* _本文_:
════════════════

コロナ禍でパチンコ業界以上に窮地に立たされたのが宿泊業だろう。インバウンド目当てで建築したホテルが倒産・閉鎖に追い込まれたのは記憶に新しい。大阪・ナンバの遊技機販社跡地にオープンしたばかりの「ホテルWBF なんば元町」もその一つ。親会社のWBFホテル&リゾーツ株式会社が2020年4月に民事再生手続きに出たためで、負債総額約160億円はホテル業界では最大だった。


コロナ逆境を乗り越えてきたのが星野リゾート (星野佳路社長)だ。WBFホテルの再生スポンサーとして星野リゾートが現在運営している。

宿泊業界がズタボロになる中、どうして乗り越えられたのかというと、フラットな組織づくりがそこにはあったからだ。フラットな組織を一言で表すと、トップの決断でも却下される変な組織でもある。

星野リゾートがまだ星野温泉時代の30年以上前は採用に苦労した。長野県にある無名の旅館に加え、観光ホテルでは年末年始、土曜祝日が休めない。同じ地域にある工場で働いた方が休みもあるし、給料も高かった。

星野佳路氏が4代目社長に就任したのは1991年。まず着手したことが社員の手で最高のチームを作ることだった。

星野リゾートの組織力は「エンパワーメント」とも呼ばれている。エンパワーとはやる気のある社員のことで、やる気を出させるためには、経営情報、意思決定の公開が第一ステップだった。

先代の星野温泉時代は、父である社長の意思決定の下に社員にやってもらうパターンで、やる気のない社員の責任は本人にあった。

経営を引き継いだ時代は、「やる気のない社員の責任は経営者にある」という時代に替わっていた。経営者の役割は社員のやる気を出させることに替わっていた。そこで星野社長はスタッフのモチベーションを高め、良いチームを作って、働きやすい環境を整え、そして、経営の実績を出していくことから始めた。

宿泊業のトップは総支配人であるが、決定権があるから偉いのではない、というのが星野社長の考えだ。

正しい経営判断ができるまで、フラットな組織で正しい議論をすることが、正しい判断をする確率が上がる、と考えている。これが星野リゾートの文化にもなっている「フラットな組織」だ。

フラットな組織とは職責やポジションに関係なく議論できることだ。言いたいことを言いたい人に直接言えるコミュニケーションスタイルだ。

フラット組織で大事なことは、「偉い人信号」をなくすことだ。

どういうことかというと、部長のデスクは一般社員よりデカイとか、総支配人は個室のオフィスを持っているとか、社長は運転手付きの社用車に乗っているとか、取締役以上はビジネスクラスに乗るとか、そういうのが偉い人信号だ。

この偉い人信号がある限りフラットな人間関係にはなれない。それを実践するかのように星野社長には社長室もなければ、社用車もない。

星野リゾートが再生案件に入る時は、まず、総支配人の個室を撤廃するところからスタートする。

ただ、体が疲れる海外出張ではビジネスクラスは、20%の自己負担で誰でも乗ることができる。これがフラットな組織の神髄とも言える。

════════════════

* _与えられた情報_:
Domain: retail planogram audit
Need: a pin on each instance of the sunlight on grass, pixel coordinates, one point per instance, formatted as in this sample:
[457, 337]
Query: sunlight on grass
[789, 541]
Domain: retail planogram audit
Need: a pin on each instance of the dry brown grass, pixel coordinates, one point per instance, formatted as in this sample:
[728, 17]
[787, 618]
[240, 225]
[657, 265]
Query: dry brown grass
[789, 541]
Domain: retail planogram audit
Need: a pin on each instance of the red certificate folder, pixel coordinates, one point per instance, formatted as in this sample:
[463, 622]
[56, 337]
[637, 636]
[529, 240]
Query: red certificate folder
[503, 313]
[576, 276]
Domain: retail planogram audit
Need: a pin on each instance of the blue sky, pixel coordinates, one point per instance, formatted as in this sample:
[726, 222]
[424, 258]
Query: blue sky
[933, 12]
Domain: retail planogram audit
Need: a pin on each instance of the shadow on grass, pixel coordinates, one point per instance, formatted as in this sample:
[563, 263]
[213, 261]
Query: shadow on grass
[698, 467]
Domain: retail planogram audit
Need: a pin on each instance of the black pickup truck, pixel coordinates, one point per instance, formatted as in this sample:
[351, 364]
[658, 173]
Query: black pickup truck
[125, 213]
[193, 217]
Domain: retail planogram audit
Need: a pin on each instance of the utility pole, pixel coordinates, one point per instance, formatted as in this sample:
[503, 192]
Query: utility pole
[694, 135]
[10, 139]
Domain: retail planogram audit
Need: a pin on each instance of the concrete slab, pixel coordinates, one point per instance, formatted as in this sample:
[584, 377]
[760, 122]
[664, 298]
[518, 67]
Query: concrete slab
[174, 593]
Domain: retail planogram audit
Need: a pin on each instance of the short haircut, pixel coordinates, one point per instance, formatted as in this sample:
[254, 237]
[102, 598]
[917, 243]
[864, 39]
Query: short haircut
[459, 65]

════════════════

* _練習課題 1_: 本文によると、星野佳路氏が4代目社長に就任したのは何年ですか。
* _練習課題 2_: 本文の「宿泊業界がズタボロになる中、」を含む文から始めて「い社員の責任は本人にあった。」の後で止め、その範囲の「工場」を「役所」に差し替えて示してください。
エントリは本文とは関係ありません。

* _期待される解答 1_: 1991年です。

* _期待される解答 2_:
宿泊業界がズタボロになる中、どうして乗り越えられたのかというと、フラットな組織づくりがそこにはあったからだ。フラットな組織を一言で表すと、トップの決断でも却下される変な組織でもある。

星野リゾートがまだ星野温泉時代の30年以上前は採用に苦労した。長野県にある無名の旅館に加え、観光ホテルでは年末年始、土曜祝日が休めない。同じ地域にある役所で働いた方が休みもあるし、給料も高かった。

星野佳路氏が4代目社長に就任したのは1991年。まず着手したことが社員の手で最高のチームを作ることだった。

星野リゾートの組織力は「エンパワーメント」とも呼ばれている。エンパワーとはやる気のある社員のことで、やる気を出させるためには、経営情報、意思決定の公開が第一ステップだった。

先代の星野温泉時代は、父である社長の意思決定の下に社員にやってもらうパターンで、やる気のない社員の責任は本人にあった。